[Selected passage]:
▼
Whatever you need to tell yourself to sleep at night. It’s definitely stealing. This is a piracy community. Don’t feign moral superiority. They offer a product, you don’t want to buy the product so you find it for free elsewhere. A digital file that you experience for a cost is no different than a book you buy from a store, regardless of the state of ownership after the fact. And regardless if it’s a locally published author or a multi billion dollar studio, there’s a cost of entry. Semantics is all you’re arguing, not the legitimacy of piracy, when you share that copypasta.
“Theft” has a legal definition that at least in my jurisdiction is not met by downloading copyrighted materials. So, no, copying is not stealing.
Actually, even if you are an EU citizen, downloading copywritten material for free is very much considered theft. Ever read those FBI or Interpol statements at the beginning of films?
You are wrong. You are talking about copyright infringement, which is a civil matter and not a criminal one. That means the party whose rights have been infringed must prove that and sue you. But you won’t go to jail if convicted, you’ll have to pay damages. That’s why the Netherlands, for example, used to be safe for torrenting. It wasn’t legal, but copyright holders did not have the right to get account details from providers for IP addresses that were caught sharing content (sharing, not downloading) and thus had no one to sue. If it were a criminal matter, the state would be after you and they have a lot more rights.
In many places, downloading is legal. It’s the uploading that’s illegal.
It’s legally called “Copyright Infrigement” and it’s not even part of Criminal Law in most Legal Jurisdictions, unlike Theft.
You’re talking off your arse so hard that by now you must hovering on your own farts.
In this case, the phrase’s become more popular because people buy digital goods and, due to business shenanigans, they lose access to it, like buying a digital copy of a movie, “owning it”, then no longer being able to access it because Sony couldn’t be arsed to get the rights sorted out.
There’s also the numerous situations where you can’t legally own media, simply because it’s not up for sale, like the vast majority of content on streaming sites. There’s no way to own and consume some media except through the provider. It’s still illegal, it’s still an unauthorized copy, but in this case, it’s the only way to “own” something.
Despite crappy licensing agreements and the tenuous relationship between consumers and ownership of a thing, finding a way to circumvent paying for a thing that is for sale in one form or another, is theft.
By that definition making coffee at home and taking it with you to work instead of buying is theft.
Even further anytime you make a product or do a service yourself or get a free alternative (for example, open source software instead of a close-source alternative) instead of buying would be theft by that definition.
▲
[Written instruction]:
Reproduce the piracy discussion word for word from "By that definition making" to "by that definition.". The material after this has nothing to do with the piracy discussion.

[Provided data]:
▼
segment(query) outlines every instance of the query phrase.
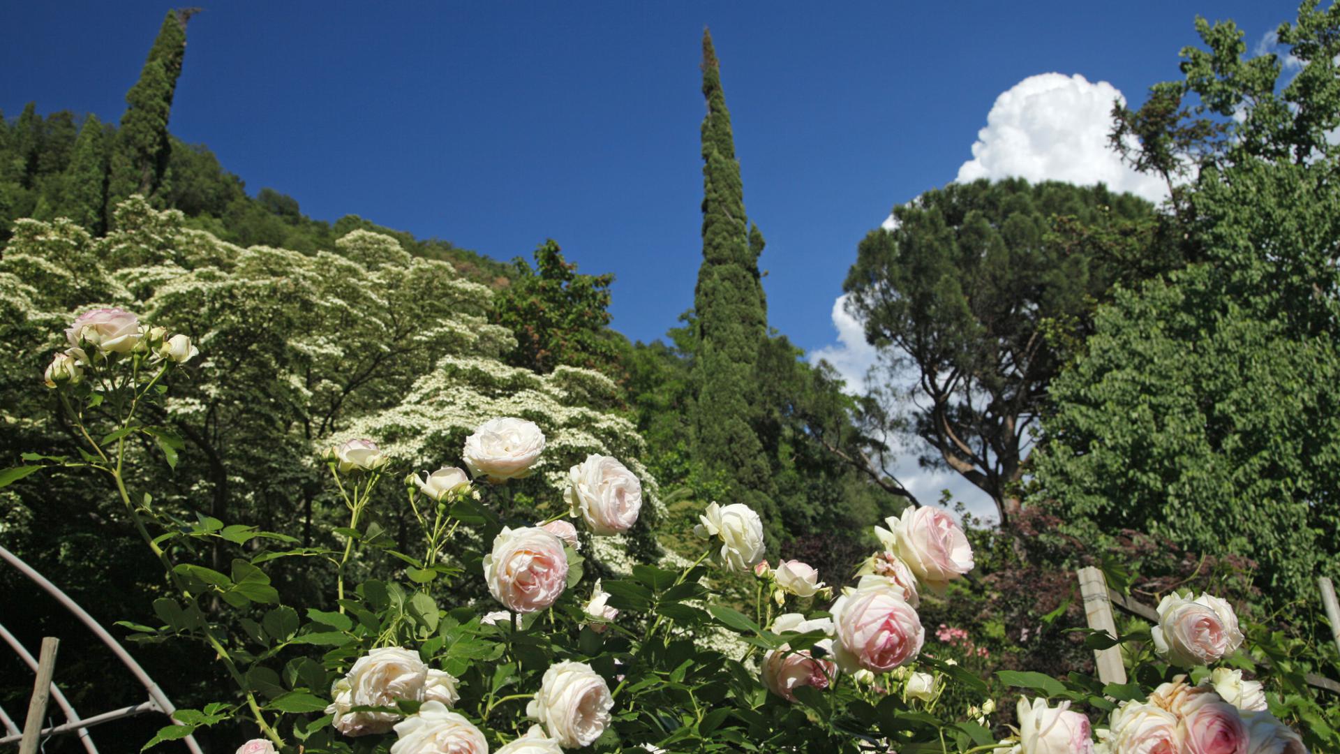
▲
[Result for this exercise]:
By that definition making coffee at home and taking it with you to work instead of buying is theft.
Even further anytime you make a product or do a service yourself or get a free alternative (for example, open source software instead of a close-source alternative) instead of buying would be theft by that definition.